Document excerpt:
You can add new ioctl()s:
struct seccomp_interesting_stuff {
__u16 size;
__u64 id;
__u64 interesting_thing_1;
__u64 interesting_thing_2;
};
ioctl(listener, SECCOMP_IOCTL_GET_INTERESTING_STUFF, &buf);
The original intent was that you could either grow one of these
structures, or add a new one. It's not clear to me really *why* we
need a whole new API where everything fits into one structure.
Or, we could build a requested fields approach that you discuss on
top. But I don't see a reason to add a whole new RECV2.
> - jam whatever we pick into the existing API (we'll be forced to do
> SOMETHING to make the old API still work, so, I dunno what that will
> look like until we finish the rest of the design).
>
> If we did a requested-fields approach, what would the user_notif event
> block of bytes look like? Would it be entirely dynamic based on the
> initial ioctl()? Another design consideration here is that we don't want
> the kernel doing tons of work (especially copying) and tossing tons
> of stuff into a huge structure that the user doesn't care about. In
> addition to explicit fields, maybe the EA struct could be included,
> perhaps with specified offset/size, so only the portion the user_notif
> user wanted to inspect was copied?
>
> The complexity of the per-field API is higher, but I think it might be
> the most robust and have the greatest chance at being performant.
> For example, "send me user_notif but I only care about the pid" would
> mean no syscall arguments are copied, etc.
>
>
> ## syscall bitmasks
>
> Background: the number one bit of feedback on seccomp has been performance
> concerns, especially for fast syscalls like futex(). When looking at
> where time is spent, it is very clearly spent running the filters (which
> I found surprising, given that adding TIF_SECCOMP tended to trip the
> "slow path" syscall path (though most architectures these days just
> don't have a fast path any more thanks to Meltdown). It would be nice
> to make filtering faster without running BPF at all. :)

What is being asked:
According to the seccomp discussion, what has been the number one bit of feedback on seccomp?

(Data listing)
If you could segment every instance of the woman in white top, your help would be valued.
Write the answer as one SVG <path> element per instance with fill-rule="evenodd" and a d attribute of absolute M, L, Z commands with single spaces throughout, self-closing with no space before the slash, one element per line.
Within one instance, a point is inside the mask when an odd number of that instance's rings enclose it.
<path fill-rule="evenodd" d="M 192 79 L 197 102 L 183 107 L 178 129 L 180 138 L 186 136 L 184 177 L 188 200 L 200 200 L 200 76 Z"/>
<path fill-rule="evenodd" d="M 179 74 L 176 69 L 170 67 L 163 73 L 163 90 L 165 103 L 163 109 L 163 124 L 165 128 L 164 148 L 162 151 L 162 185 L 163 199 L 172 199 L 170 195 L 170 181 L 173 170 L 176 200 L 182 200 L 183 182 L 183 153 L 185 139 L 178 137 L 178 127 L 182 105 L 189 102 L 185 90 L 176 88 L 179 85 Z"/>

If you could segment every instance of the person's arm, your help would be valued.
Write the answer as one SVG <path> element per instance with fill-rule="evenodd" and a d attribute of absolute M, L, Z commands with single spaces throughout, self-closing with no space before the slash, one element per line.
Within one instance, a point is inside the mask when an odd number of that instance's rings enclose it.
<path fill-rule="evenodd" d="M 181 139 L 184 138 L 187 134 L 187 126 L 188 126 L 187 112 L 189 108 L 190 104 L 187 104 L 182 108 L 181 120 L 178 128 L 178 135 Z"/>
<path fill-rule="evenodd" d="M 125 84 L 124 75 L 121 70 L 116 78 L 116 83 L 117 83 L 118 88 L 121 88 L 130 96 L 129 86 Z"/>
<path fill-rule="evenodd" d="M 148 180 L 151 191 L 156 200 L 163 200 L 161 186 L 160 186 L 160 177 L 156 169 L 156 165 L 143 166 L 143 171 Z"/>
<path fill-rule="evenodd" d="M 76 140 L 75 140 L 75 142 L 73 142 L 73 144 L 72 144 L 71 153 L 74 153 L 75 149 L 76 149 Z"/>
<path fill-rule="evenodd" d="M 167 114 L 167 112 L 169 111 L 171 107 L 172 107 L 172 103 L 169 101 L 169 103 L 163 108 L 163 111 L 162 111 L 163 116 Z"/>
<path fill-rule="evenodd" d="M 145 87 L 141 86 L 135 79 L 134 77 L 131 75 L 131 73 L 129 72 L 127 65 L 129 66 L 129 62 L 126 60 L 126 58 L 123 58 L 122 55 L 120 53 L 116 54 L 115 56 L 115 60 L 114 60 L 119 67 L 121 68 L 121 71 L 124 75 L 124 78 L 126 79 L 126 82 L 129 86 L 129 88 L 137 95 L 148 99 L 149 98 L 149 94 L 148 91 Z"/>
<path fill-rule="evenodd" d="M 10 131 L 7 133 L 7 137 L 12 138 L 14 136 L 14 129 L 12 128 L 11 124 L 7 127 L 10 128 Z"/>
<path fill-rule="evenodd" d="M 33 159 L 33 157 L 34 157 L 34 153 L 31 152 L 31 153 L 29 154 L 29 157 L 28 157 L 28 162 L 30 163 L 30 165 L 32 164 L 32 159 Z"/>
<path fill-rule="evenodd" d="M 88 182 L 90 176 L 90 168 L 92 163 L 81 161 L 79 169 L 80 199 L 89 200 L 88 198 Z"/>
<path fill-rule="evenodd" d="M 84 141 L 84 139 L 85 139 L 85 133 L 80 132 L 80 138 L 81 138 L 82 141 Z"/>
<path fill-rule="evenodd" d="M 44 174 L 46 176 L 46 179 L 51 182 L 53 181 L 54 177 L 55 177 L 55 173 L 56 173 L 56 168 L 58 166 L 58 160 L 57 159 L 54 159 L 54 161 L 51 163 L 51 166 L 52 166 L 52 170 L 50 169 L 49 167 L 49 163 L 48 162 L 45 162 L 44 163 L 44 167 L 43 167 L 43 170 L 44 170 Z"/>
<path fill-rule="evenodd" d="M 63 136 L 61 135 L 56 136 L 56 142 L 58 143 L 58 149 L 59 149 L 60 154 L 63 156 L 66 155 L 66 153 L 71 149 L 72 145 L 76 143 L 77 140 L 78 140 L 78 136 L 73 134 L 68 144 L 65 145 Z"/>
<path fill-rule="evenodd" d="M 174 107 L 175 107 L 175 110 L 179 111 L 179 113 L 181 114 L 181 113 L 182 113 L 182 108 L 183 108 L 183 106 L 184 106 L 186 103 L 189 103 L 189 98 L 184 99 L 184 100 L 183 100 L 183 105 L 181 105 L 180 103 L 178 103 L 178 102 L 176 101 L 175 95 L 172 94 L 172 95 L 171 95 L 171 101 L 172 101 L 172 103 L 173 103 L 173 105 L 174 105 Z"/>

Solution:
Performance concerns, especially for fast syscalls like futex().